From the entries provided below, copy each line that contains the word "tripod".

Records from a dataset
>>>

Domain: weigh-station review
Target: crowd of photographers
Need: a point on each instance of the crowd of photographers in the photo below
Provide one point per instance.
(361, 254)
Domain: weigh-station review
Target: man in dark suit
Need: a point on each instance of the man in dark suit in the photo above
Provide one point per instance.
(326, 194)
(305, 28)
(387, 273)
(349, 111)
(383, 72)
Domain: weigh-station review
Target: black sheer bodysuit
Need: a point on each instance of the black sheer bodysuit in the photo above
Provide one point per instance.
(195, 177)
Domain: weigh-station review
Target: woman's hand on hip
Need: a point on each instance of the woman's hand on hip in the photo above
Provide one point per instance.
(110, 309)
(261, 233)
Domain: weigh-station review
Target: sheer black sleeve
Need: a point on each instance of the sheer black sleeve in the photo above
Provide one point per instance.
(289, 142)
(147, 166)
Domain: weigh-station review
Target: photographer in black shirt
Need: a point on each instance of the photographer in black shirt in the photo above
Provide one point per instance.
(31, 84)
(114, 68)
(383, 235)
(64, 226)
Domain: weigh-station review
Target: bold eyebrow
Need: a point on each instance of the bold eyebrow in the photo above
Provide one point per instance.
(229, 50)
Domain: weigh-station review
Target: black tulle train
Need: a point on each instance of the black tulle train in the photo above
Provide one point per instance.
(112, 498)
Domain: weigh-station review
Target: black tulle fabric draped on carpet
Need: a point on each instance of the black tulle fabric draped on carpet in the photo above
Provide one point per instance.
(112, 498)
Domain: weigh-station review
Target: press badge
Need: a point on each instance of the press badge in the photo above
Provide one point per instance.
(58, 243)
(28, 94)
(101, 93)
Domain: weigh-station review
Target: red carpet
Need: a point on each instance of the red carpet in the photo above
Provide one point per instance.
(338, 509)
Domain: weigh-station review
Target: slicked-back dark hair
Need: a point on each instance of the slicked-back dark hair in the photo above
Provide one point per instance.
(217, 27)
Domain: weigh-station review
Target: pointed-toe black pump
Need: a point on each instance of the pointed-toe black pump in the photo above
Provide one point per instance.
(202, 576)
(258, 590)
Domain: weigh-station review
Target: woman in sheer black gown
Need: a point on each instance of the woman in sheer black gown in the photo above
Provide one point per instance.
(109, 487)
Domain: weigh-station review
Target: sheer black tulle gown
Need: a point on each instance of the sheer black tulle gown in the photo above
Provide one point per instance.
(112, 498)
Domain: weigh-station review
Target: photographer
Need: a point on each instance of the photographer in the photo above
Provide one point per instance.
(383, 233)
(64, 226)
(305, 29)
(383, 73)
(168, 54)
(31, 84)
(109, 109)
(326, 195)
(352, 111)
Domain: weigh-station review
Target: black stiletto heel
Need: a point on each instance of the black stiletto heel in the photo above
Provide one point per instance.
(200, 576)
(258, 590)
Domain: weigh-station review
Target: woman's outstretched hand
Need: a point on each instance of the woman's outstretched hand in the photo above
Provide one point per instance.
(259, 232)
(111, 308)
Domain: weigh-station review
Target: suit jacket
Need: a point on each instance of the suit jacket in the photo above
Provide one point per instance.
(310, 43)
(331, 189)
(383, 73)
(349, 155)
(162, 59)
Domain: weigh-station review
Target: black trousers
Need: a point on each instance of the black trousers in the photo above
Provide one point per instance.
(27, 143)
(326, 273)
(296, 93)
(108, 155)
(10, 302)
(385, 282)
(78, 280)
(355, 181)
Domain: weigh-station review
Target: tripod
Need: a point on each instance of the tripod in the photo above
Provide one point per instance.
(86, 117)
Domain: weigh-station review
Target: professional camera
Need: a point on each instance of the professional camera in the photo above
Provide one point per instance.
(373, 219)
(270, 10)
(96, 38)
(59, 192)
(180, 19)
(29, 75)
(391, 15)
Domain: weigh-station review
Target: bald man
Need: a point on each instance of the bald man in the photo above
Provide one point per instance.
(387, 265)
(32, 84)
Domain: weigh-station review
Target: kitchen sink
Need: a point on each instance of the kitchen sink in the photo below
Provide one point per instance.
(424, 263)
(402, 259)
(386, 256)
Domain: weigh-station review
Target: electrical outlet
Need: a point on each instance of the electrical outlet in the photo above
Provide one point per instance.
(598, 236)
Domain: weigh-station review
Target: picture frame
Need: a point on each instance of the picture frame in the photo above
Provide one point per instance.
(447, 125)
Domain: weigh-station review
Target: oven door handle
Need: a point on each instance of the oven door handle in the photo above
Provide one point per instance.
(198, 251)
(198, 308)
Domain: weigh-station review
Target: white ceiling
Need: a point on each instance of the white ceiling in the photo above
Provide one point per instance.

<<<

Result of the exercise -
Target: tripod
Need: a point on each instance of the tripod in the photo above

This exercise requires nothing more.